* begin Given passage *
ZHUKOVSKY, Moscow Region -- The jamming equipment made by Aviakonversia is so effective against U.S. planes and missiles that it apparently provoked an angry phone call to the Kremlin from U.S. President George W. Bush in the first days of the Iraq war.

Russian officials do not seem to have forgotten the scandal and on Friday tried to shut down the company's stand at the Seventh Moscow Aviation and Space Show, MAKS 2005, said Aviakonversia director Oleg Antonov.

Perhaps the company's presence was simply too embarrassing, considering that the U.S. Air Force occupied a prominent place on the tarmac, displaying a B-1B bomber, F-15 and F-16 fighters, and two bulbous tanker planes used in mid-air refueling.

Three representatives of the Federal Industry Agency and the Federal Service for Technical and Export Control, which oversees the export of defense technology, unsuccessfully attempted to close the stand on the grounds that Aviakonversia had not received clearance from the Defense Ministry to showcase its product, Antonov said.

The government representatives, concealing their ID badges, did not allow this reporter to be present during their conversation with Antonov.

"They demanded we pack up, but we have the right to be here -- we paid the rent for this stall," Antonov said after the meeting. "We have made the product using our own money and do not need the approval from the Defense Ministry, a grocery director or a banya director."

The Federal Industry Agency was unavailable for comment over the weekend.

Aviakonversia, which makes devices that jam the global positioning systems used in navigation, caused a storm of protest from Washington in the early days of the Iraq war in March 2003.

Antonov, who for 24 years worked in the State Research Institute of Aviation Systems developing defense systems for planes, founded Aviakonversia with a dozen staffers in 1992.

The company developed jammers that interfere with GPS signals and were apparently used by Iraqi forces during the U.S.-led invasion.

The Bush administration charged that Aviakonversia personnel were on the ground instructing Iraqi forces how to use and maintain the equipment, The Washington Post reported at the time.

"Our GPS jammer puts all U.S. high-precision weapons out of order," Antonov said. "They have turned billions of dollars that the U.S. government has spent into dust."

Antonov denied that his company delivered any equipment directly to Saddam Hussein but acknowledged it might have reached Iraq via arms dealers.
* end Given passage *
Short problem 1> Render the listing's lines, from the one holding "where the price" through the one holding "192 61 526 367", both included, as a Markdown table with the columns Row and Line. Number each line and leave out blank ones.
* begin Records *
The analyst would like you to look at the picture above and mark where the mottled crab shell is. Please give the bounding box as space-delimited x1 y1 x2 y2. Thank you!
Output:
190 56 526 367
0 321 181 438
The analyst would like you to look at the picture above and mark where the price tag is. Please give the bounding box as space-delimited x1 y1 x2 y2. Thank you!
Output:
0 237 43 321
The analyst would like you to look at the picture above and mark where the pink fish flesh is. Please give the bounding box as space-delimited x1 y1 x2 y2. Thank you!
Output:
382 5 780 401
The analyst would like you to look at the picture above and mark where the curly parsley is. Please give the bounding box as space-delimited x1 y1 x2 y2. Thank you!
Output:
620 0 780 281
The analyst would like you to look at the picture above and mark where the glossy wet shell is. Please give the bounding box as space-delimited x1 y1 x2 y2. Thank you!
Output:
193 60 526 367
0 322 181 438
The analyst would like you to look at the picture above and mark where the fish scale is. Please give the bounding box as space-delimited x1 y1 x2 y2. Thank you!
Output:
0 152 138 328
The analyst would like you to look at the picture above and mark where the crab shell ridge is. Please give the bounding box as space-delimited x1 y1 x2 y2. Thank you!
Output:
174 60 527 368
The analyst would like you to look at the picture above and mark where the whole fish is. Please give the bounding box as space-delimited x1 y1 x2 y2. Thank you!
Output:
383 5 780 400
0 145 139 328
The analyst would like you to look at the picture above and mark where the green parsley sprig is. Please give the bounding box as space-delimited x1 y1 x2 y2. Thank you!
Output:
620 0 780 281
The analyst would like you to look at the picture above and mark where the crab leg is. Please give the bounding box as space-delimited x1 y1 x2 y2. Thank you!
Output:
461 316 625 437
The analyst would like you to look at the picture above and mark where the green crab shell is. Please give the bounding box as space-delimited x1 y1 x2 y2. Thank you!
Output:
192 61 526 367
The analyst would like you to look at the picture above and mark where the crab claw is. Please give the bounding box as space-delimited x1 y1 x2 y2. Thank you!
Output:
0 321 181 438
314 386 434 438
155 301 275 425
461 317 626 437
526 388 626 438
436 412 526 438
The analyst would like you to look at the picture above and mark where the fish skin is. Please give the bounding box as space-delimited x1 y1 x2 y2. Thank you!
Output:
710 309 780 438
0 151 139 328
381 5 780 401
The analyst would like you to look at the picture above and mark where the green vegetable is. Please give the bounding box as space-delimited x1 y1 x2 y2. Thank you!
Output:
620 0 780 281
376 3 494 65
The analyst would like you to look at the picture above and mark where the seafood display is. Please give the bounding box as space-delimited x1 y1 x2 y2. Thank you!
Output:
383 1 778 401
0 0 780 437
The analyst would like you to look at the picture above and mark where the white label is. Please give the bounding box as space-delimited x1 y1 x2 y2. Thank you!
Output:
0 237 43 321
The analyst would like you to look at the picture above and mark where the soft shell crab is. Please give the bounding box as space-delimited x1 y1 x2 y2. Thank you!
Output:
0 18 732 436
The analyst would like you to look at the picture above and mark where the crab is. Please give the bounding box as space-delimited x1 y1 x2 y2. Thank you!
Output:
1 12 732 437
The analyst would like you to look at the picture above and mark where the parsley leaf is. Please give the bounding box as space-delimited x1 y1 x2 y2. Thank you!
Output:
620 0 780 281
* end Records *
* begin Records *
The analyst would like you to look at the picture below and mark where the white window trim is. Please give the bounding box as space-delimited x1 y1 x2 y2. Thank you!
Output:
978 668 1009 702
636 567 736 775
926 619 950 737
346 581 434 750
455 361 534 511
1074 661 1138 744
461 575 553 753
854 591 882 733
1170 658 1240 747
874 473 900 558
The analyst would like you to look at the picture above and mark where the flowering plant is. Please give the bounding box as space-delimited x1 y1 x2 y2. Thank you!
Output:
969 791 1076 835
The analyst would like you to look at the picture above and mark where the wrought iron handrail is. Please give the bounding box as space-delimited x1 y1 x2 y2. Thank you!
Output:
* end Records *
* begin Records *
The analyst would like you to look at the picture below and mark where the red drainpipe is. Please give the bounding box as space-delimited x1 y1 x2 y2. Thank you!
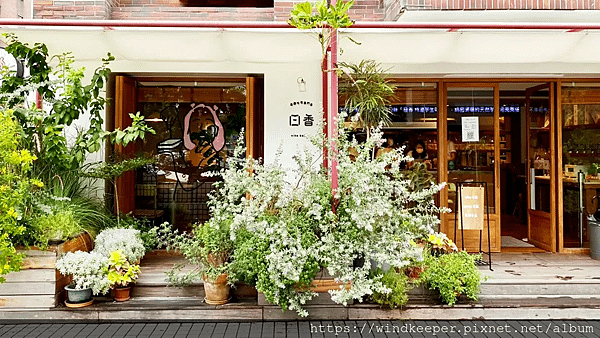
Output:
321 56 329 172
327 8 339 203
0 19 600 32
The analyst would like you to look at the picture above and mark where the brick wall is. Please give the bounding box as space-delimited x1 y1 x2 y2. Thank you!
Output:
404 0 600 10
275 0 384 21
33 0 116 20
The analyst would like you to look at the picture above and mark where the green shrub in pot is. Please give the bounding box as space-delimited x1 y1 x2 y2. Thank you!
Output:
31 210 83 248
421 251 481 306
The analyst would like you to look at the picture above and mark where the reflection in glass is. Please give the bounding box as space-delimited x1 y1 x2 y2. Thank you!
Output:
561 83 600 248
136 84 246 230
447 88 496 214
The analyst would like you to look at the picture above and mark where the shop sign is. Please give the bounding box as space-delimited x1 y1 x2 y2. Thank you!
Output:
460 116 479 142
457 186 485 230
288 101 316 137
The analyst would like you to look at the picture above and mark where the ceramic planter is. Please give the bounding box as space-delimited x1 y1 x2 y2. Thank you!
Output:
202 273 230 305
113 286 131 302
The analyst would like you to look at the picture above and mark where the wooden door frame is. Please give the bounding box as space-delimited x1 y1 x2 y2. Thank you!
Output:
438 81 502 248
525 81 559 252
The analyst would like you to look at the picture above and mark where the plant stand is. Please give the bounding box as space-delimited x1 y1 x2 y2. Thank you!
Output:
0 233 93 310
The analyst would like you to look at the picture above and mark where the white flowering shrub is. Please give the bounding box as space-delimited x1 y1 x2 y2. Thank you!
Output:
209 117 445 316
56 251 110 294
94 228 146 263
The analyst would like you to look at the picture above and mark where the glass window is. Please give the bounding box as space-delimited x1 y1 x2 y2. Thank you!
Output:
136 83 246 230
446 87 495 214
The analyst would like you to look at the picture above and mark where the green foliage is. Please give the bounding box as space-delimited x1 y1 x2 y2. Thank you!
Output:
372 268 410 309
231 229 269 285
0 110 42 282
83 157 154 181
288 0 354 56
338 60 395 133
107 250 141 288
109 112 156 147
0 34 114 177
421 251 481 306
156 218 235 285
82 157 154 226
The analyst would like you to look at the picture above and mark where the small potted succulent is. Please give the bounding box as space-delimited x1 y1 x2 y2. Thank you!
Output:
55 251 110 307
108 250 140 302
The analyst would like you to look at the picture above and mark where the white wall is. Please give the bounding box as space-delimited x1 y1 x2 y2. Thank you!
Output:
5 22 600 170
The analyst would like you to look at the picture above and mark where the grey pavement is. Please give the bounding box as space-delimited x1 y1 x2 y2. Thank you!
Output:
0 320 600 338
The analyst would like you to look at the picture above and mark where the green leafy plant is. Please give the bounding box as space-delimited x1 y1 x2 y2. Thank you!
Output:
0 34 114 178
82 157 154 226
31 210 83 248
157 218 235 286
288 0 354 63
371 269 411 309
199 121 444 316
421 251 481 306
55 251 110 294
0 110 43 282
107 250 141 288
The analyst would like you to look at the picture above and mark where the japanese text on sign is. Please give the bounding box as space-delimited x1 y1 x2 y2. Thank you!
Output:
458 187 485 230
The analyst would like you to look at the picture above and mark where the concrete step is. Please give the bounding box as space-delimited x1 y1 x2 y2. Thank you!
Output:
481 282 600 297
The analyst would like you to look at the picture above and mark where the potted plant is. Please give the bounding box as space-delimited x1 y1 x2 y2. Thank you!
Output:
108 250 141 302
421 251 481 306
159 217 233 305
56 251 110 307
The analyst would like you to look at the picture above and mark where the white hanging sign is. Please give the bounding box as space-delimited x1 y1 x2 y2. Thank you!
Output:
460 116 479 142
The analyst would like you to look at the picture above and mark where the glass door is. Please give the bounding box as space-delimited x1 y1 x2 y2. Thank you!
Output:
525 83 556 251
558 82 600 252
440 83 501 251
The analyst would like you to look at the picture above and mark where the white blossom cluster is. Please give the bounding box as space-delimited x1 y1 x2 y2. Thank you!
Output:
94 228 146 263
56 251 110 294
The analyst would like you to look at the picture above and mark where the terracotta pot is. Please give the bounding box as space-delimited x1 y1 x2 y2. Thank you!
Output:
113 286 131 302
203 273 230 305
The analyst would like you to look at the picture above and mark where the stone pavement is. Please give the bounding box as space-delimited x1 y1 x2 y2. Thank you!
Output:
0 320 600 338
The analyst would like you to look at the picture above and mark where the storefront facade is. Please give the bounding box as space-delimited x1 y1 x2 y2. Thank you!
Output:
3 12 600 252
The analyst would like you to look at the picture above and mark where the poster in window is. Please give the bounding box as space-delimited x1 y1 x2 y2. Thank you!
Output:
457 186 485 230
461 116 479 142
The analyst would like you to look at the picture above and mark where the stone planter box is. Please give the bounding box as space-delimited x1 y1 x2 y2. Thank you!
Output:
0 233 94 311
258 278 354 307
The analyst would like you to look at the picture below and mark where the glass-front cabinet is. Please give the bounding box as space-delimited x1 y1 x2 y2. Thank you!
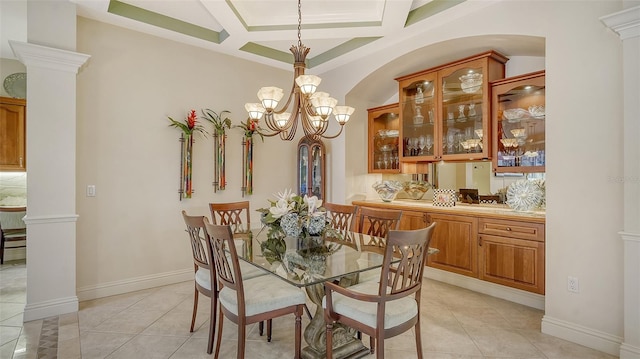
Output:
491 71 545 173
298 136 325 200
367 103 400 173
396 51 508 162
* end Records *
Short problem 2> Write the next part of the news article about Aviakonversia's GPS jammers, picking up after its last sentence.

Written reply 1>
| Row | Line |
|---|---|
| 1 | The analyst would like you to look at the picture above and mark where the price tag is. Please give the bounding box as space-delimited x1 y1 x2 y2. Thank you! |
| 2 | Output: |
| 3 | 0 237 43 321 |
| 4 | The analyst would like you to look at the picture above and mark where the pink fish flesh is. Please give the bounding box as space-delimited x1 y1 x2 y2. Thank you! |
| 5 | Output: |
| 6 | 382 5 780 401 |
| 7 | The analyst would like you to look at the picture above and mark where the curly parsley is. Please give the bounding box as space-delimited x1 y1 x2 y2. Thank you! |
| 8 | Output: |
| 9 | 620 0 780 281 |
| 10 | The analyst would like you to look at the picture above and mark where the glossy wet shell is. Please give the bounding box as space-delimited x1 y1 x2 y2. Thank you! |
| 11 | Output: |
| 12 | 193 60 526 367 |
| 13 | 0 322 181 438 |
| 14 | The analyst would like you to look at the picture above and mark where the fish scale is. Please give the bounding box as space-delimited x1 y1 x2 y2. Thank you! |
| 15 | Output: |
| 16 | 0 152 138 328 |
| 17 | The analyst would like you to look at the picture above and mark where the crab shell ridge is. Please give the bounding box as space-delimited x1 y1 x2 y2. Thank you! |
| 18 | Output: |
| 19 | 174 60 527 368 |
| 20 | The analyst would like you to look at the picture above and mark where the whole fish is. Please give the bounding box as space-delimited x1 y1 x2 y2. Thank you! |
| 21 | Output: |
| 22 | 383 5 780 400 |
| 23 | 0 145 139 328 |
| 24 | The analyst would like you to look at the picture above and mark where the green parsley sprig is. Please give the bounding box as space-delimited x1 y1 x2 y2. Thank you! |
| 25 | Output: |
| 26 | 620 0 780 281 |
| 27 | The analyst would like you to look at the picture above and mark where the crab leg is. Please give the bounding box as space-delimited x1 y1 x2 y2. Thank you! |
| 28 | Output: |
| 29 | 461 316 625 437 |
| 30 | The analyst would like you to look at the picture above and mark where the green crab shell is. Please give the bounding box as space-delimited x1 y1 x2 y2. Thank you! |
| 31 | Output: |
| 32 | 192 61 526 367 |

Written reply 2>
"Right before the war, there were a lot of people in Moscow with suitcases full of money shopping for anything that could deter U.S. troops," Antonov said.

Aviakonversia now manufactures its gear outside Russia so as not to irritate the authorities, he said, though he declined to specify where. He also refused to identify his clients, saying only that they were foreign governments that acquired the jammers through middlemen.

The German peacekeeping contingent in Afghanistan recently sent Aviakonversia a letter thanking it for the jammers, which it deployed to interfere with GPS receivers used by Taliban fighters, Antonov said.

After Aviakonversia first displayed its wares at MAKS 1997, the Pentagon acquired a few dozen jammers, Antonov said.

"Then they went quiet."

A hubbub ensued, however, in the first days of hostilities, when U.S. forces had difficulty in honing in on their targets. Bush reportedly picked up the phone to voice concern to President Vladimir Putin that Iraqi forces were using Russian-made night-vision goggles, GPS jammers and anti-tank missiles.

Antonov lamented that his company did not reap more praise back home.

A representative of state-owned Phazotron-NIIR, the maker of radars for fighter jets, also said Friday that their stand had been rigorously inspected by the export control service.

Some weapons systems -- such as the S-400 air defense system -- were not even displayed at MAKS, despite previous advertisements.

The main innovation on display at MAKS was the MiG-29OVT with all-axis thrust vector-controlled engines that allow for greater maneuverability at low speeds.

Irkut Corp. demonstrated its innovative unmanned aerial vehicles for civilian use, with the Emergency Situations Ministry likely to be its first customer.